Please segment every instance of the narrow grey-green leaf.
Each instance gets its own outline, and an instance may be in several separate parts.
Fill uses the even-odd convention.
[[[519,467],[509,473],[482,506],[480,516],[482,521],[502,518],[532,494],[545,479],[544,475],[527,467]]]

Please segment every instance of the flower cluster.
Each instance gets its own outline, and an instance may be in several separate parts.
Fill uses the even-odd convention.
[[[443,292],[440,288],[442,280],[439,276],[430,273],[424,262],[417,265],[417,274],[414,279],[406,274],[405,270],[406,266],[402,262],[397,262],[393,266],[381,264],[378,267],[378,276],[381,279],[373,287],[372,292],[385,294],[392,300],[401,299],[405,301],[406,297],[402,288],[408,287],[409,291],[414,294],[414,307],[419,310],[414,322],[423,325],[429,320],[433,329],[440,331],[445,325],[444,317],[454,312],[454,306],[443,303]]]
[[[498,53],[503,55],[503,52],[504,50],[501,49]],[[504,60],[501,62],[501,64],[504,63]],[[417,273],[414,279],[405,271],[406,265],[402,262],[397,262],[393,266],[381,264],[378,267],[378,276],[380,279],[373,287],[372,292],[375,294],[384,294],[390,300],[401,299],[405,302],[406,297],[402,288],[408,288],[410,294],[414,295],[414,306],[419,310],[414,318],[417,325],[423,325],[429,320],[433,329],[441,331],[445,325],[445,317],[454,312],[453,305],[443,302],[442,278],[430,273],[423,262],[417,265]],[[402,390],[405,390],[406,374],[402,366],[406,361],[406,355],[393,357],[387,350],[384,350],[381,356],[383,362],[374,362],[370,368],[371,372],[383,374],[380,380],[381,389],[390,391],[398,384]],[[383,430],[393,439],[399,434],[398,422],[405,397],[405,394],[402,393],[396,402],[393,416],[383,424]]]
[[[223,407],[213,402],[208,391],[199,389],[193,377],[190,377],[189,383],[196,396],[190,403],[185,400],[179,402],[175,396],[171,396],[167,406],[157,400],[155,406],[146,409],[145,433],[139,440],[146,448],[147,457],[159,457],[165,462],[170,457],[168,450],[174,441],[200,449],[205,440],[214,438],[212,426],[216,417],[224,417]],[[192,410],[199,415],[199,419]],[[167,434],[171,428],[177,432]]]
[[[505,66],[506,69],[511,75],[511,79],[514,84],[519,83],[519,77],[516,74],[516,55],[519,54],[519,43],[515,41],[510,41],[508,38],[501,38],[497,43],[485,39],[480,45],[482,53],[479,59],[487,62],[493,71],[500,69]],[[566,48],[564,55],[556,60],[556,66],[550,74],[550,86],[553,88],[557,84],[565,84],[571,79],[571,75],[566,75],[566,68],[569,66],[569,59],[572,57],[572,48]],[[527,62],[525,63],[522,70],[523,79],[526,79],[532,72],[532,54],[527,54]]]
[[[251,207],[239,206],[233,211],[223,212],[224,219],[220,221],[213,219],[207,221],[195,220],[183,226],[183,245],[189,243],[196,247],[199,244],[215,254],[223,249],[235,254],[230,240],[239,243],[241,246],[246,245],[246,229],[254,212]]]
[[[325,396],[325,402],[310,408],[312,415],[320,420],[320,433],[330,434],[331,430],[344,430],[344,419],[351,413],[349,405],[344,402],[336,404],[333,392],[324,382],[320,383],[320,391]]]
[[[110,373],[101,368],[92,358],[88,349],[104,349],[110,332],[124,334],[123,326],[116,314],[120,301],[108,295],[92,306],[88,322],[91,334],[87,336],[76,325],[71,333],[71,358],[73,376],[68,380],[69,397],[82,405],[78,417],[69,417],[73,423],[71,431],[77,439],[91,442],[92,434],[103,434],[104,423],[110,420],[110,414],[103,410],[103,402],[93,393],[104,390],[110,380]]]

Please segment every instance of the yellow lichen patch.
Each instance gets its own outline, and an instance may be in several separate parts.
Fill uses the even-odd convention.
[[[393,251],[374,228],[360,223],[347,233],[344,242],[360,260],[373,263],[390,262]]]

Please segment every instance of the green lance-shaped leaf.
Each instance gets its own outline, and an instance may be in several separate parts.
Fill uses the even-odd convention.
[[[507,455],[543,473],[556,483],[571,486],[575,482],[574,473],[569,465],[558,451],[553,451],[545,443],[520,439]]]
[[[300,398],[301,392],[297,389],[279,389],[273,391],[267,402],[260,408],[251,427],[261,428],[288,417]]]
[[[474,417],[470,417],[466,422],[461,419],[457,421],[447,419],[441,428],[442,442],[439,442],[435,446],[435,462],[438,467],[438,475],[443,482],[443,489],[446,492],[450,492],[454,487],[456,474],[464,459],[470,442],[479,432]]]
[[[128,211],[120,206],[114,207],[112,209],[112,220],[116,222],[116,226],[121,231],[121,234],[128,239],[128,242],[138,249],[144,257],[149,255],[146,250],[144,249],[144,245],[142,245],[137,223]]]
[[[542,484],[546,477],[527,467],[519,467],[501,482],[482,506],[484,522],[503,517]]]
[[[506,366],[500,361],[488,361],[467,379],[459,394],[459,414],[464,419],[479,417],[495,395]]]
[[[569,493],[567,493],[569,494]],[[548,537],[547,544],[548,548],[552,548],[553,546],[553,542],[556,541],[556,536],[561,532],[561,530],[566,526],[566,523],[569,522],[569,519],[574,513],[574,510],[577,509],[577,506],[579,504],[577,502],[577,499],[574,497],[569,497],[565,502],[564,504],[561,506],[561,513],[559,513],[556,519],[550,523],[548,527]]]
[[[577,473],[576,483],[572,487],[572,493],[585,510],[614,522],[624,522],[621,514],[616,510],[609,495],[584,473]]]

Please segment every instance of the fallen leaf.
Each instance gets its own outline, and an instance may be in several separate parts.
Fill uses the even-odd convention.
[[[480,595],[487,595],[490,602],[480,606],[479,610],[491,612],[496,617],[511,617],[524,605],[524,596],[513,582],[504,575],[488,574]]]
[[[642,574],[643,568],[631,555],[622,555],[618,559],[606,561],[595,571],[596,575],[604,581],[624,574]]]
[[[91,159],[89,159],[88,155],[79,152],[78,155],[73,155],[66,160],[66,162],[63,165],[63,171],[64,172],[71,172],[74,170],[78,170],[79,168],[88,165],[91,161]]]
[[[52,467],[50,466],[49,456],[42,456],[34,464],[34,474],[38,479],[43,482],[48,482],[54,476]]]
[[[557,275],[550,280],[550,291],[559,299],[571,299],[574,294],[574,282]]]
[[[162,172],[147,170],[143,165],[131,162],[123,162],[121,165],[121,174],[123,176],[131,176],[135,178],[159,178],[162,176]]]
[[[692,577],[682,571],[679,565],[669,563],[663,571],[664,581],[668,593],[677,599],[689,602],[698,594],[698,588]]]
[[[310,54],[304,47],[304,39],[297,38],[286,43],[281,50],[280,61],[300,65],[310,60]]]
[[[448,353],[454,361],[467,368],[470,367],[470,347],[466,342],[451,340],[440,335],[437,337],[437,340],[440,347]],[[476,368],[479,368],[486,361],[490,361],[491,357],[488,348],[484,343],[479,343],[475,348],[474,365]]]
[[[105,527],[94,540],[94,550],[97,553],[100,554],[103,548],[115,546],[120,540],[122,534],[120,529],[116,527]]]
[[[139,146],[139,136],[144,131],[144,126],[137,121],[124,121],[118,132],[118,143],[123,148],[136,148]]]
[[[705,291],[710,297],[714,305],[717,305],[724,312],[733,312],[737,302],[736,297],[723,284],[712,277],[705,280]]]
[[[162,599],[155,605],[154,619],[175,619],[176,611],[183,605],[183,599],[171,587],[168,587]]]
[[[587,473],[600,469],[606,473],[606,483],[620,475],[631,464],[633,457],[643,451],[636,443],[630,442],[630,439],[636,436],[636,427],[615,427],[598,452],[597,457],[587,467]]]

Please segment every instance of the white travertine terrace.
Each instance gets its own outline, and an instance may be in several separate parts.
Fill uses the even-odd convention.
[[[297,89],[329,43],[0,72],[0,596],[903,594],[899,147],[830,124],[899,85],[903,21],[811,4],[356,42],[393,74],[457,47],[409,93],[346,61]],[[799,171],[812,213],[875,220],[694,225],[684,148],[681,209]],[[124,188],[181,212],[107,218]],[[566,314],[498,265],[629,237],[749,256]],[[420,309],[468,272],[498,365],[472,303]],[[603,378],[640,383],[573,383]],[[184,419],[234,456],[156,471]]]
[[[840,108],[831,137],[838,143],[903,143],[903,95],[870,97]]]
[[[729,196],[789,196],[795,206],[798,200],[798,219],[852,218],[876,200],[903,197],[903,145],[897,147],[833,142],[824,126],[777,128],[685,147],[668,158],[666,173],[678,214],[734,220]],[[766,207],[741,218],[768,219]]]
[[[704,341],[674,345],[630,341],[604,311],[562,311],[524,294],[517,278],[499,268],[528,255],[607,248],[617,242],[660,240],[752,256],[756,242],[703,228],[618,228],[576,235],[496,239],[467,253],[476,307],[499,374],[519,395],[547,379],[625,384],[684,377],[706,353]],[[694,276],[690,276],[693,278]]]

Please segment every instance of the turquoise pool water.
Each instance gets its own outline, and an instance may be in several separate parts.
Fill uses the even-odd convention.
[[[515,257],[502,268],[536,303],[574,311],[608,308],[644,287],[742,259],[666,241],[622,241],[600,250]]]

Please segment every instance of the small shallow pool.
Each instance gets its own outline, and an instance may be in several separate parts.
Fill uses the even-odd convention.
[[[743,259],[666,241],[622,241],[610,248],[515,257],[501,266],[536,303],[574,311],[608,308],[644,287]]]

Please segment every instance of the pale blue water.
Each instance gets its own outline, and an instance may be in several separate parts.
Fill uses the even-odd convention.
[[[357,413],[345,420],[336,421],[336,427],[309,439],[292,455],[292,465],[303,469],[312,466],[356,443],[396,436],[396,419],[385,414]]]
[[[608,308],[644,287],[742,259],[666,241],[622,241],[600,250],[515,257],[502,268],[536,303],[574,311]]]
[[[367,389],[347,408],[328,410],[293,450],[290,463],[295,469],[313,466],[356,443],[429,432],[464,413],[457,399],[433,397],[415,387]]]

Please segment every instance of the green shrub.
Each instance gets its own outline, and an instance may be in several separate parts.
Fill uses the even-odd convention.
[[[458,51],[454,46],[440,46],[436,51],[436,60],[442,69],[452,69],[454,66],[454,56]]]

============================================================

▸ **La consigne**: Donnez sous forme de liste numérotée les lignes qui vont de celle contenant « Please segment every instance of the pale » jusqu'à la dernière ligne des entrées, ces deux lignes comprises. Laissez de côté les lignes vides.

▸ **Résultat attendu**:
1. Please segment every instance of the pale blue water.
2. Each instance gets its own outline, and an instance may be in several separate parts.
3. Fill uses the even-odd convention.
4. [[[357,413],[345,420],[336,421],[336,427],[309,439],[292,455],[292,465],[303,469],[312,466],[356,443],[396,436],[396,419],[385,414]]]
5. [[[608,308],[644,287],[742,259],[666,241],[622,241],[600,250],[515,257],[502,268],[536,303],[574,311]]]
6. [[[367,389],[347,408],[328,410],[293,450],[290,463],[295,469],[313,466],[356,443],[429,432],[464,413],[457,399],[433,397],[415,387]]]
7. Please segment every instance of the green shrub.
8. Each instance gets its own outline, and an instance may be in several separate parts.
9. Fill uses the even-odd convention.
10. [[[458,51],[454,46],[440,46],[436,51],[436,60],[442,69],[452,69],[454,66],[454,56]]]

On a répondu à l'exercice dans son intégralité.